### [What needs to be done]
Repeat the lines from the line with "Target: speckled stone countertop" to the line with "Target: hallway" in the listing below, keeping both end lines and adding nothing.

▼

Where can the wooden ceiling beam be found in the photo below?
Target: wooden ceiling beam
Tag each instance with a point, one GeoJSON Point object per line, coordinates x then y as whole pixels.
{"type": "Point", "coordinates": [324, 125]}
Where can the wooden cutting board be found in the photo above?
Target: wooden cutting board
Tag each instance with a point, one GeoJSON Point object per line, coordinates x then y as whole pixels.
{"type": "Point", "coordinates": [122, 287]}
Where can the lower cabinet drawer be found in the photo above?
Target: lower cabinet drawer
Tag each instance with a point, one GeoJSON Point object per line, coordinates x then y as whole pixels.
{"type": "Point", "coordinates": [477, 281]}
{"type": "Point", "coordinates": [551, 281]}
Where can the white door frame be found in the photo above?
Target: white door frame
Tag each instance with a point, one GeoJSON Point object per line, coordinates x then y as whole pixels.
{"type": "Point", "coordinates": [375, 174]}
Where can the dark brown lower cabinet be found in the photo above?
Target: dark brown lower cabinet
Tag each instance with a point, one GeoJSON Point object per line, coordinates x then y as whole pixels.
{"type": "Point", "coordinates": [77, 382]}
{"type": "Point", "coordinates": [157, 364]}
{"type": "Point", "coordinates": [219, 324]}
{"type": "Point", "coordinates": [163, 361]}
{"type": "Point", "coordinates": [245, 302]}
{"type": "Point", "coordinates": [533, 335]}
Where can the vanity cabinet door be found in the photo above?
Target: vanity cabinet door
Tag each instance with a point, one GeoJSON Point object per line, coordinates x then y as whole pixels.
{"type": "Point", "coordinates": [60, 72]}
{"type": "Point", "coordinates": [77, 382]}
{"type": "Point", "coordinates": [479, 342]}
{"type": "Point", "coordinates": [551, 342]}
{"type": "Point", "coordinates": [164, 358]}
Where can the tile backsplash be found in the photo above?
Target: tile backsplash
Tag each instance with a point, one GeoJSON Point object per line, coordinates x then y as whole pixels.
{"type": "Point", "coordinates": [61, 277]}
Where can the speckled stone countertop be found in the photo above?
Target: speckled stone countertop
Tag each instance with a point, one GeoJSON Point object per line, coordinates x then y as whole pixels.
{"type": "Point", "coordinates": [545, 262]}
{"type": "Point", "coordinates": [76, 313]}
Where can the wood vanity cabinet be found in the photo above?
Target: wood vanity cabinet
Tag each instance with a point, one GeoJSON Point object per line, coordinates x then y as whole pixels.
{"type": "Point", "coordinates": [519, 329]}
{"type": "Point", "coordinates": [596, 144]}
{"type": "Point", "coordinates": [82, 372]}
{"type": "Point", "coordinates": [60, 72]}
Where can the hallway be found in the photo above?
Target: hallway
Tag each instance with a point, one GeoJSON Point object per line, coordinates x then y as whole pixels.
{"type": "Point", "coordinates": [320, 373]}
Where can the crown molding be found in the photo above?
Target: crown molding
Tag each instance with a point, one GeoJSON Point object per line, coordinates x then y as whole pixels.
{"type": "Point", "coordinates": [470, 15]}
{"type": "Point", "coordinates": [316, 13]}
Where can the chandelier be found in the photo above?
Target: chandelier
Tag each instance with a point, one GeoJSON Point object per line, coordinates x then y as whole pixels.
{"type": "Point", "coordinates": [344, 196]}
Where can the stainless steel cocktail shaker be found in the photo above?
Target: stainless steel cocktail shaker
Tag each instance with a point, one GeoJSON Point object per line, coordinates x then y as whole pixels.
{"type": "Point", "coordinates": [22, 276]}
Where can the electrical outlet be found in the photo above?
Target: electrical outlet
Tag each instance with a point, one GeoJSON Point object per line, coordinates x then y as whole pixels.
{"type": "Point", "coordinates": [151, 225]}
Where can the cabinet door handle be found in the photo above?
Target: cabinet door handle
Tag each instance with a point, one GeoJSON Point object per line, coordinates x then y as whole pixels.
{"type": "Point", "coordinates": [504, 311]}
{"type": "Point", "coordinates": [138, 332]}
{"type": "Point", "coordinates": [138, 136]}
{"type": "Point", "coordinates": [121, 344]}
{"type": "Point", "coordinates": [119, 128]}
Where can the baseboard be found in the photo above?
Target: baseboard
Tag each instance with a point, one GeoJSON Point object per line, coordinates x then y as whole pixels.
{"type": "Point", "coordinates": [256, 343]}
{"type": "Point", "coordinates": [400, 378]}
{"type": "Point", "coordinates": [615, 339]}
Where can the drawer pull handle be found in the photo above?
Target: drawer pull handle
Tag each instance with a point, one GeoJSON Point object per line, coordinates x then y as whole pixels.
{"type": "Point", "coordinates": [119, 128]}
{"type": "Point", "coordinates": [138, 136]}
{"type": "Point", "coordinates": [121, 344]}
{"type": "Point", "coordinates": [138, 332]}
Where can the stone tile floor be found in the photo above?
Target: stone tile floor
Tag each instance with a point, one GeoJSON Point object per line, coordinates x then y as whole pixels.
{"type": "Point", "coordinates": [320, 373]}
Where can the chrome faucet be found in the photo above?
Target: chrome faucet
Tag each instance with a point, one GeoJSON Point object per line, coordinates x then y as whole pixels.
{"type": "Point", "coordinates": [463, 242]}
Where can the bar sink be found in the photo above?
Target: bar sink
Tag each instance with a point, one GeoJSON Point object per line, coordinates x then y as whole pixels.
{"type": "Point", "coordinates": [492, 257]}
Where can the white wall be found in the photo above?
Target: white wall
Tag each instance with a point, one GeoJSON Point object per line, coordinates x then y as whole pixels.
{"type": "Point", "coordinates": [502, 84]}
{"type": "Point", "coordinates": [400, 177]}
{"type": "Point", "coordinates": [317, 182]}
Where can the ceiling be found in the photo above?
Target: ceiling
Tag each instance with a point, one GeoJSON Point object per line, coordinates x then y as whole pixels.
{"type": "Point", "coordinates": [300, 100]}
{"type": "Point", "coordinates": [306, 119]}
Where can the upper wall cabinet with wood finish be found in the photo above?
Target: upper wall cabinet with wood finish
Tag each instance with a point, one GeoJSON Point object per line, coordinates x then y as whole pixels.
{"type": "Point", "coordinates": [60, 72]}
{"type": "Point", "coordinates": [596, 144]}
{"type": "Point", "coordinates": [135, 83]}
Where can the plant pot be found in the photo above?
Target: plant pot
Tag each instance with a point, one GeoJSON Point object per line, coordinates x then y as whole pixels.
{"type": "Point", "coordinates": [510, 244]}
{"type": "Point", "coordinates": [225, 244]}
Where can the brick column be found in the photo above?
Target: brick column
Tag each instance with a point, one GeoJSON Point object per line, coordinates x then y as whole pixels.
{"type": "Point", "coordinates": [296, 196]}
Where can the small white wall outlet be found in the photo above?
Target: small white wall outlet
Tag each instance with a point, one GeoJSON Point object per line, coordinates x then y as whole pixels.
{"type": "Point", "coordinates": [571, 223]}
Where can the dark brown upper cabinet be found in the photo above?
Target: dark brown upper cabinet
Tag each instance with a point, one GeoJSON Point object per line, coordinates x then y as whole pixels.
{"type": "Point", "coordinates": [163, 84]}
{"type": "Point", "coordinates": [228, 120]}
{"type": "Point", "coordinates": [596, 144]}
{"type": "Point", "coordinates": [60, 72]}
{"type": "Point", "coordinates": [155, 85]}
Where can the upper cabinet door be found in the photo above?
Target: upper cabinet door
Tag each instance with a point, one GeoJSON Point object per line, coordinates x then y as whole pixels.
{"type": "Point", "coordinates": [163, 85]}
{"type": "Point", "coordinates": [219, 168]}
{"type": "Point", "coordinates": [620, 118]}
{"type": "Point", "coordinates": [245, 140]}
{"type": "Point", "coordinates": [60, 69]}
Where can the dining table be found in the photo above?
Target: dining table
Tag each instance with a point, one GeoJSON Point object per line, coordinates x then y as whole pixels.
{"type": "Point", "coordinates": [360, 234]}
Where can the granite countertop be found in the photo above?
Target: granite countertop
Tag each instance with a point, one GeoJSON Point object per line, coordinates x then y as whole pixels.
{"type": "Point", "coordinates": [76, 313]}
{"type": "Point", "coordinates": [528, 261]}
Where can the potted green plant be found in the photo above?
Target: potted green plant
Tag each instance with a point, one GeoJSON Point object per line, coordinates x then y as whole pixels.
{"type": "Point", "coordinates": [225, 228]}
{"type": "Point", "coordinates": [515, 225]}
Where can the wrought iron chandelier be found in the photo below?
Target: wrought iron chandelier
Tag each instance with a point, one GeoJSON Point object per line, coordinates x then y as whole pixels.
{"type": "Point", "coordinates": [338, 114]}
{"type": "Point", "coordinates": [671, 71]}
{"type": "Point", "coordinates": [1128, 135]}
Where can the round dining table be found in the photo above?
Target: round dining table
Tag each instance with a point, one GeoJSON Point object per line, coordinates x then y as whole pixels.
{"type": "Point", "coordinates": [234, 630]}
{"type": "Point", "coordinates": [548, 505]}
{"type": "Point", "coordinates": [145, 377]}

▲

### [Problem solution]
Target: speckled stone countertop
Tag each instance with a point, one GeoJSON Point object per line, coordinates x then y as whole pixels.
{"type": "Point", "coordinates": [545, 262]}
{"type": "Point", "coordinates": [76, 313]}
Where can the wood vanity cabinet be found in the photo above?
Target: wood vanity cabinet
Tag each instance with a point, one GeoJSON Point object per line, coordinates x then y as whole pixels.
{"type": "Point", "coordinates": [519, 329]}
{"type": "Point", "coordinates": [596, 144]}
{"type": "Point", "coordinates": [82, 372]}
{"type": "Point", "coordinates": [60, 72]}
Where can the hallway be found in the photo above?
Target: hallway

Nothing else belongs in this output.